» Supplied passage:
++++++++++

In the fall of 2014, Hunter was penciling numbers, calculating profit potential and foretelling tight margins across his farm for 2015. He made the decision to plant as much wheat as time allowed and focus on the wheat-soybean combination as a black-ink factor—an essential component for profits in 2015. 

“I would have planted our entire farm in wheat, but weather didn’t give me enough of a window,” he notes. 

Stovall Farms has 3,200 wheat acres headed toward early June harvest. In an era when costs of production force growers to keep a tight lid on expenses, wheat management has afforded Hunter tremendous yield gains. His five-year wheat average is 77 bu. per acre, and his five-year average for soybeans behind wheat is 48 bu. per acre. 

“I went heavy with wheat in the fall because double-cropping is about the only thing that will pay the bills this year,” Hunter says. “In my opinion, cotton is no man’s land, and soybeans alone won’t bring in enough money. However, wheat at 70 bu. to 90 bu. per acre and soybeans at 50 bu. per acre behind the wheat will pay the bills.”

In the early 1990s, Hunter might have planted 5,000 cotton acres and 140 wheat acres in a typical year, but the tables have turned and Stovall Farms continues to take a bigger look at wheat as a major investment. 

“Wheat is an avenue toward profit because it’s my primary crop on the farm and will be until it’s cut,” Hunter says. “Therefore, I treat wheat like my own child to gain maximum yield.”

Hunter uses two AgriMaxx varieties across his wheat acres—both have high yield potential, but one thrives in dry soil and the other can handle water.

++++++++++

» What you will do:
**a)** In the passage on Hunter's wheat farming, what is his five-year average wheat yield?
**b)** Resume the passage on Hunter's wheat farming, picking up after its final sentence.

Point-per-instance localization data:
++++++++++

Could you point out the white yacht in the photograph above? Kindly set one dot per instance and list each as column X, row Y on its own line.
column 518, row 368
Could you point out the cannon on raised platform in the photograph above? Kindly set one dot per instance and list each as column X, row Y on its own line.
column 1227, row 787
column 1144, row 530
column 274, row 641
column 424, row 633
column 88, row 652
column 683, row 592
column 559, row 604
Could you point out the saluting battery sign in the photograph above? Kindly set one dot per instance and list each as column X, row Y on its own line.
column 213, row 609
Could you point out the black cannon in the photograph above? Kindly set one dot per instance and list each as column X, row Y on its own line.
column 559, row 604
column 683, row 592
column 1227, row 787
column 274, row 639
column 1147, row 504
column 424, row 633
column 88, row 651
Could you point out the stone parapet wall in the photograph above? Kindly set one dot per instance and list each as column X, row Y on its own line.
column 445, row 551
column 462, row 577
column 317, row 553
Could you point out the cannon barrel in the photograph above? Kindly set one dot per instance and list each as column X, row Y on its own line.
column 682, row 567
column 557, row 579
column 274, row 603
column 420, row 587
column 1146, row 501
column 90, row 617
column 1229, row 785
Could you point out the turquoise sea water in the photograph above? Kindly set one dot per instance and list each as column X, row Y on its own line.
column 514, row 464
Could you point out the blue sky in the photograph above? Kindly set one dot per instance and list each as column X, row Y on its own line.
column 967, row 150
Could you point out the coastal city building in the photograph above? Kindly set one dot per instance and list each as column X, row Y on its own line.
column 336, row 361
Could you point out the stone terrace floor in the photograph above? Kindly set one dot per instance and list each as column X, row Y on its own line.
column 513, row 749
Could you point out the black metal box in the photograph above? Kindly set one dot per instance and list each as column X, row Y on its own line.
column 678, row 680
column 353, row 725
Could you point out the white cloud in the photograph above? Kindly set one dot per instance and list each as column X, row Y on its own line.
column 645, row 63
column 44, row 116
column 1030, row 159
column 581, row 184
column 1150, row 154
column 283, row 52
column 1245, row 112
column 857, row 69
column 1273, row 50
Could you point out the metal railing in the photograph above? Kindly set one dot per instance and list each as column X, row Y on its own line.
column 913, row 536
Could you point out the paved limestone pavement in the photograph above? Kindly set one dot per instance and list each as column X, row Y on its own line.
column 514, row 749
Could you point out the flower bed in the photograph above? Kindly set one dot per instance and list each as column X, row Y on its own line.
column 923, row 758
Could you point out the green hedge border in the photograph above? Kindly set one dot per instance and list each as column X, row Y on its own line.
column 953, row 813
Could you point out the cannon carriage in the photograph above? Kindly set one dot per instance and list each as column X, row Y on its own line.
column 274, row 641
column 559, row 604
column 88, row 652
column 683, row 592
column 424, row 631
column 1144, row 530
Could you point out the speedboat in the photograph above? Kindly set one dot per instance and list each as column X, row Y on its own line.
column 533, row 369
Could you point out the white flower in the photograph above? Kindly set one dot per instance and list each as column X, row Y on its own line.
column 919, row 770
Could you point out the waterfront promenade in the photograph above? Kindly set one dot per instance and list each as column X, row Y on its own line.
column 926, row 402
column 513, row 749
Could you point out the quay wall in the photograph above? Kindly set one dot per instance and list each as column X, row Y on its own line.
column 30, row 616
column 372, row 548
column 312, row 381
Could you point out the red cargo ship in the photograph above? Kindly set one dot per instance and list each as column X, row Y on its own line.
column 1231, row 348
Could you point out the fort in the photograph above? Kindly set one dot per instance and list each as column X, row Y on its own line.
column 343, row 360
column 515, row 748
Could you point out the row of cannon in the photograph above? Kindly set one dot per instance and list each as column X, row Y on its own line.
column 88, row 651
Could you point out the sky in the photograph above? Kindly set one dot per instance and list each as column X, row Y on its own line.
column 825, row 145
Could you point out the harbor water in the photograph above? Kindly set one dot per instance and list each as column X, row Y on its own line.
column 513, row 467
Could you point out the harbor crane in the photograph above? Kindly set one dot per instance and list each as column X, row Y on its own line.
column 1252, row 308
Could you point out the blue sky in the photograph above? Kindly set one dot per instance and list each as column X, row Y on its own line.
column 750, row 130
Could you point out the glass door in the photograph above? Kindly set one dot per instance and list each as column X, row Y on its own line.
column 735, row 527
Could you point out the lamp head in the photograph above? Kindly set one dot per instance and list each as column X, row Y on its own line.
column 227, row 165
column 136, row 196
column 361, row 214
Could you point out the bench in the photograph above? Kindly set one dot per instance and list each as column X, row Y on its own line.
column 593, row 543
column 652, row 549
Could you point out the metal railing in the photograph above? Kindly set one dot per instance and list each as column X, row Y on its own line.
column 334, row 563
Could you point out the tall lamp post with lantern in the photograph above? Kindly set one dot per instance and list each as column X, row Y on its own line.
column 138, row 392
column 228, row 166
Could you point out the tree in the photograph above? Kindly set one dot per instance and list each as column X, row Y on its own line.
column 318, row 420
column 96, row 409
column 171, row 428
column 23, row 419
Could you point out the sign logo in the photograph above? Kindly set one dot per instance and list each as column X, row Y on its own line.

++++++++++

» Task-by-task answers:
**a)** 77 bu. per acre

**b)**
He pays particular attention to variety selection, seed treatments and top-to-bottom management. 

“Land today is just so costly, and young farmers in particular have to make maximum yield on every square foot,” he notes. “What’s the bottom line? You’re only going to get out of wheat what you put into wheat. Don’t leave yield sitting in the field.”

Many farmers are enticed by wheat due to cash flow. It’s a solid source of June income when operation expenses run tight. Delta farmers often grow wheat when prices are higher or when other commodity prices drop. Low commodity prices generally push producers toward double-cropping. 

“Grow good wheat and then turn around with good beans, aiming for $1,000 per acre gross profit,” advises Wayne Dulaney, Dulaney Seed, Clarksdale, Miss., who farms 4,000 acres and serves as the lead agronomist for AgVenture Mid-South. “Certainly in the past three years, we’ve watched wheat acres build in the mid-South as prices increase. In the mid-90s, when wheat bumped $4, we’d plant the world out of it. Right now, everybody wants it to be $6 in order to plant.”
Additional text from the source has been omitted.